> [PROBLEM DETAILS] Write out each entry below exactly. Do not include the images.

────────────────────────────────────────

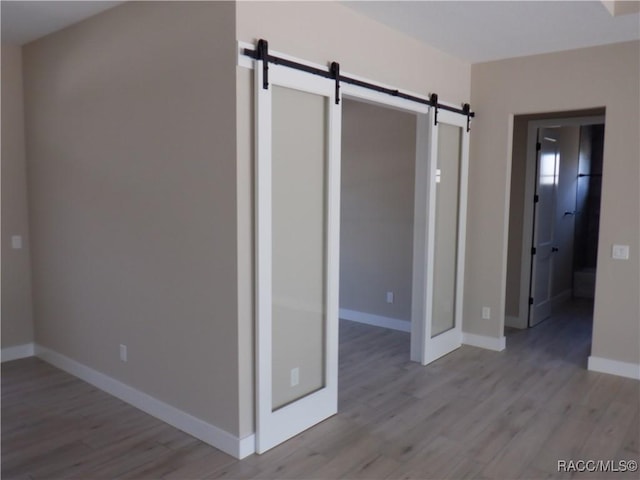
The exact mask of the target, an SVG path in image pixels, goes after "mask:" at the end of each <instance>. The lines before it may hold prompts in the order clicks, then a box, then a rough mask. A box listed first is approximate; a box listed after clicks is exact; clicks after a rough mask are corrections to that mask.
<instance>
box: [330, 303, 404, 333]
mask: <svg viewBox="0 0 640 480" xmlns="http://www.w3.org/2000/svg"><path fill="white" fill-rule="evenodd" d="M340 318H342V319H343V320H351V321H352V322H358V323H366V324H367V325H374V326H376V327H383V328H390V329H391V330H400V331H401V332H411V322H407V321H406V320H399V319H397V318H390V317H383V316H381V315H374V314H372V313H365V312H358V311H356V310H348V309H346V308H341V309H340Z"/></svg>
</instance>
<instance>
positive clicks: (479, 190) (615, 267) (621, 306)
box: [464, 42, 640, 363]
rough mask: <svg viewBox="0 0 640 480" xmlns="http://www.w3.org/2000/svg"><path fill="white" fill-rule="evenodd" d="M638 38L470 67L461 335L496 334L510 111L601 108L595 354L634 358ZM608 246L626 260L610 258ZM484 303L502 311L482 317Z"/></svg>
mask: <svg viewBox="0 0 640 480" xmlns="http://www.w3.org/2000/svg"><path fill="white" fill-rule="evenodd" d="M638 71H640V42H628V43H622V44H615V45H608V46H603V47H593V48H586V49H580V50H573V51H568V52H560V53H555V54H546V55H536V56H531V57H525V58H519V59H511V60H503V61H496V62H488V63H484V64H477V65H474V66H473V67H472V94H471V100H472V102H471V104H472V106H473V108H474V110H476V112H478V116H477V117H476V119H475V121H474V122H473V130H472V135H471V152H470V153H471V154H470V176H469V212H468V217H467V218H468V227H467V246H468V250H467V262H466V277H465V278H466V282H465V283H466V285H465V324H464V329H465V330H466V331H469V332H472V333H477V334H483V335H489V336H493V337H498V336H500V335H501V333H502V328H503V323H504V315H503V312H504V311H503V310H502V306H503V305H504V304H505V302H504V300H505V299H504V291H505V284H504V280H505V271H506V240H507V230H508V215H509V201H508V200H509V184H510V174H511V142H512V137H511V135H512V133H513V129H512V127H513V125H512V124H513V115H517V114H526V113H541V112H551V111H567V110H575V109H583V108H591V107H601V106H603V107H606V132H605V148H604V173H603V181H602V191H603V193H602V207H601V223H600V244H599V253H598V273H597V280H596V284H597V287H596V288H597V292H596V299H595V312H594V337H593V344H592V355H594V356H597V357H603V358H608V359H612V360H619V361H625V362H633V363H639V362H640V346H639V343H638V338H639V337H640V320H639V318H640V304H639V300H638V291H639V290H640V278H639V271H640V268H639V267H640V266H639V262H638V253H639V252H638V249H639V245H640V238H639V236H640V233H639V232H640V228H639V227H640V226H639V220H640V219H639V215H638V204H639V198H638V195H639V194H638V192H639V191H640V185H639V179H640V173H639V168H640V162H638V158H639V157H640V151H639V144H638V131H639V130H640V125H639V109H638V104H639V101H640V91H639V90H640V83H639V82H638ZM614 243H621V244H626V245H630V260H628V261H614V260H612V259H611V246H612V244H614ZM483 305H487V306H491V307H493V311H496V312H500V313H499V314H498V315H496V316H495V317H494V318H492V319H491V320H488V321H487V320H481V308H482V306H483Z"/></svg>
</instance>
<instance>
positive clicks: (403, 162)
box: [340, 100, 416, 321]
mask: <svg viewBox="0 0 640 480" xmlns="http://www.w3.org/2000/svg"><path fill="white" fill-rule="evenodd" d="M415 151H416V117H415V115H411V114H408V113H403V112H400V111H397V110H390V109H387V108H382V107H378V106H375V105H371V104H367V103H362V102H356V101H350V100H344V102H343V105H342V159H341V160H342V178H341V198H340V217H341V218H340V220H341V226H340V308H346V309H349V310H355V311H358V312H364V313H371V314H374V315H382V316H385V317H391V318H395V319H399V320H405V321H410V320H411V272H412V260H413V258H412V257H413V255H412V252H413V190H414V182H415V161H416V153H415ZM388 291H391V292H393V293H394V303H387V302H386V298H385V296H386V292H388Z"/></svg>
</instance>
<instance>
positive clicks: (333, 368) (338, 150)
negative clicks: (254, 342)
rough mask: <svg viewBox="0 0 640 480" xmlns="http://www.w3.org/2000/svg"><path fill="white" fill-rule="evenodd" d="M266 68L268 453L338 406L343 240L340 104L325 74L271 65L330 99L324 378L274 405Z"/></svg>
mask: <svg viewBox="0 0 640 480" xmlns="http://www.w3.org/2000/svg"><path fill="white" fill-rule="evenodd" d="M262 74H263V71H262V68H255V69H254V94H255V104H254V105H255V121H256V127H255V135H256V140H255V146H256V147H255V172H256V174H255V179H256V181H255V186H254V188H255V201H256V204H255V213H256V215H255V235H256V237H255V248H256V273H255V279H256V287H255V295H256V297H255V298H256V303H255V308H256V311H255V322H256V337H255V340H256V367H255V368H256V435H255V440H256V441H255V450H256V452H258V453H264V452H266V451H267V450H269V449H271V448H273V447H275V446H276V445H278V444H280V443H282V442H284V441H285V440H287V439H289V438H291V437H293V436H294V435H297V434H298V433H300V432H302V431H304V430H306V429H307V428H309V427H312V426H313V425H315V424H317V423H319V422H321V421H323V420H325V419H326V418H328V417H330V416H332V415H334V414H336V413H337V411H338V291H339V290H338V278H339V265H340V260H339V244H340V218H339V212H340V196H339V195H340V134H341V118H342V117H341V104H336V103H335V101H334V95H335V84H334V83H333V82H332V81H331V80H329V79H326V78H322V77H318V76H314V75H311V74H309V73H306V72H302V71H298V70H294V69H290V68H287V67H283V66H280V65H269V84H270V86H271V85H278V86H283V87H287V88H291V89H296V90H299V91H302V92H307V93H312V94H316V95H320V96H323V97H325V102H326V105H327V132H328V135H327V138H326V146H327V152H328V159H327V161H328V165H327V190H326V191H327V214H326V221H327V232H326V252H327V253H326V280H325V282H326V283H325V292H326V300H325V302H326V304H325V308H326V330H325V339H324V341H325V349H326V350H325V352H326V353H325V372H326V373H325V384H324V386H323V387H322V388H320V389H319V390H317V391H315V392H313V393H311V394H309V395H306V396H304V397H302V398H300V399H297V400H295V401H293V402H292V403H289V404H287V405H285V406H283V407H281V408H278V409H277V410H273V408H272V402H273V400H272V375H273V372H272V305H273V289H272V274H271V272H272V261H273V260H272V230H271V229H272V209H273V206H272V194H271V193H272V178H271V175H272V172H271V169H272V158H271V154H272V148H271V141H272V138H271V137H272V123H271V120H272V119H271V116H272V92H273V88H268V89H263V88H262Z"/></svg>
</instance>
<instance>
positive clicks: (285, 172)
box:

────────────────────────────────────────

> [RESPONSE TO THIS EXERCISE]
The exact mask of the target, an SVG path in image pixels, goes after "mask:" at the end of each <instance>. The lines before it may hold prompts in the order clicks, then a box, then a rough mask. A box listed first is approximate; a box listed after clicks is exact; clicks after a rough mask are corrections to that mask.
<instance>
box: [330, 303, 404, 333]
mask: <svg viewBox="0 0 640 480" xmlns="http://www.w3.org/2000/svg"><path fill="white" fill-rule="evenodd" d="M340 318H342V319H343V320H351V321H352V322H358V323H366V324H367V325H374V326H376V327H383V328H390V329H391V330H400V331H401V332H411V322H407V321H406V320H399V319H397V318H390V317H383V316H381V315H374V314H372V313H365V312H358V311H356V310H348V309H346V308H341V309H340Z"/></svg>
</instance>
<instance>
positive clicks: (479, 190) (615, 267) (621, 306)
box: [464, 42, 640, 363]
rough mask: <svg viewBox="0 0 640 480" xmlns="http://www.w3.org/2000/svg"><path fill="white" fill-rule="evenodd" d="M638 38L470 67L461 335L496 334L510 111L601 108L595 354L634 358ZM608 246L626 260L610 258ZM484 303L502 311L482 317Z"/></svg>
mask: <svg viewBox="0 0 640 480" xmlns="http://www.w3.org/2000/svg"><path fill="white" fill-rule="evenodd" d="M638 71H640V42H628V43H622V44H615V45H608V46H603V47H593V48H586V49H580V50H573V51H568V52H560V53H555V54H546V55H536V56H531V57H525V58H519V59H511V60H503V61H496V62H488V63H484V64H477V65H474V66H473V67H472V94H471V100H472V102H471V104H472V106H473V108H474V110H476V112H478V116H477V117H476V119H475V121H474V122H473V130H472V135H471V152H470V153H471V154H470V176H469V212H468V217H467V218H468V227H467V246H468V250H467V262H466V277H465V278H466V282H465V283H466V285H465V324H464V329H465V330H466V331H469V332H472V333H477V334H483V335H489V336H493V337H498V336H500V335H501V333H502V328H503V323H504V315H503V312H504V311H503V310H502V306H503V305H504V304H505V302H504V300H505V299H504V291H505V284H504V280H505V271H506V240H507V230H508V215H509V201H508V200H509V184H510V174H511V142H512V137H511V135H512V133H513V129H512V127H513V125H512V124H513V115H517V114H526V113H541V112H551V111H567V110H575V109H583V108H591V107H601V106H603V107H606V132H605V148H604V173H603V181H602V191H603V193H602V207H601V223H600V244H599V253H598V273H597V280H596V284H597V287H596V288H597V292H596V299H595V312H594V337H593V344H592V355H594V356H597V357H603V358H608V359H612V360H619V361H625V362H633V363H639V362H640V346H639V343H638V338H639V337H640V320H639V318H640V304H639V300H638V291H639V290H640V278H639V271H640V268H639V267H640V266H639V262H638V253H639V252H638V249H639V245H640V238H639V236H640V233H639V232H640V228H639V227H640V226H639V220H640V219H639V215H638V204H639V198H638V195H639V194H638V192H639V191H640V185H639V179H640V173H639V168H640V162H638V158H639V157H640V151H639V144H638V131H639V130H640V125H639V109H638V104H639V101H640V91H639V90H640V83H639V82H638ZM614 243H621V244H626V245H630V260H628V261H614V260H612V259H611V246H612V244H614ZM483 305H487V306H491V307H493V311H496V312H500V313H499V314H498V315H496V316H495V317H494V318H492V319H491V320H488V321H487V320H481V308H482V306H483Z"/></svg>
</instance>
<instance>
positive clicks: (403, 162)
box: [340, 100, 416, 321]
mask: <svg viewBox="0 0 640 480" xmlns="http://www.w3.org/2000/svg"><path fill="white" fill-rule="evenodd" d="M415 151H416V117H415V115H411V114H408V113H403V112H400V111H397V110H390V109H387V108H382V107H378V106H375V105H371V104H367V103H362V102H356V101H350V100H344V102H343V105H342V159H341V160H342V178H341V198H340V217H341V218H340V220H341V226H340V308H346V309H349V310H355V311H358V312H364V313H371V314H374V315H382V316H385V317H391V318H395V319H399V320H405V321H410V320H411V272H412V260H413V258H412V257H413V255H412V252H413V190H414V182H415V161H416V153H415ZM388 291H391V292H393V293H394V303H387V302H386V298H385V296H386V292H388Z"/></svg>
</instance>
<instance>
positive clicks: (333, 368) (338, 150)
negative clicks: (254, 342)
rough mask: <svg viewBox="0 0 640 480" xmlns="http://www.w3.org/2000/svg"><path fill="white" fill-rule="evenodd" d="M266 68L268 453L338 406L343 240L340 104L325 74L271 65L330 99L324 378L274 405Z"/></svg>
mask: <svg viewBox="0 0 640 480" xmlns="http://www.w3.org/2000/svg"><path fill="white" fill-rule="evenodd" d="M262 74H263V71H262V68H255V69H254V94H255V104H254V105H255V121H256V127H255V135H256V140H255V146H256V147H255V172H256V174H255V179H256V181H255V186H254V188H255V201H256V204H255V213H256V215H255V235H256V237H255V248H256V273H255V279H256V287H255V295H256V297H255V298H256V303H255V308H256V311H255V322H256V337H255V340H256V367H255V368H256V435H255V440H256V441H255V450H256V452H258V453H264V452H266V451H267V450H269V449H271V448H273V447H275V446H276V445H278V444H280V443H282V442H284V441H285V440H287V439H289V438H291V437H293V436H294V435H297V434H298V433H300V432H302V431H304V430H306V429H307V428H309V427H312V426H313V425H315V424H317V423H319V422H321V421H323V420H325V419H326V418H328V417H330V416H332V415H334V414H336V413H337V411H338V291H339V290H338V278H339V265H340V260H339V244H340V218H339V212H340V196H339V195H340V134H341V118H342V117H341V104H336V103H335V101H334V95H335V84H334V83H333V82H332V81H331V80H329V79H326V78H322V77H318V76H314V75H311V74H309V73H306V72H302V71H298V70H294V69H290V68H287V67H283V66H280V65H269V84H270V86H271V85H278V86H283V87H287V88H291V89H296V90H299V91H302V92H307V93H312V94H316V95H320V96H323V97H325V102H326V105H327V132H328V135H327V138H326V146H327V152H328V159H327V161H328V165H327V190H326V191H327V214H326V221H327V232H326V252H327V253H326V280H325V282H326V283H325V292H326V300H325V302H326V304H325V308H326V330H325V339H324V341H325V349H326V350H325V352H326V353H325V372H326V373H325V384H324V386H323V387H322V388H320V389H319V390H317V391H315V392H313V393H311V394H309V395H306V396H304V397H302V398H300V399H297V400H295V401H293V402H292V403H289V404H287V405H285V406H283V407H281V408H278V409H277V410H273V408H272V402H273V400H272V375H273V372H272V305H273V289H272V274H271V272H272V261H273V260H272V230H271V229H272V209H273V206H272V194H271V193H272V178H271V175H272V172H271V169H272V158H271V154H272V148H271V141H272V138H271V137H272V123H271V120H272V119H271V116H272V92H273V88H268V89H263V88H262Z"/></svg>
</instance>
<instance>
positive clicks: (285, 172)
box:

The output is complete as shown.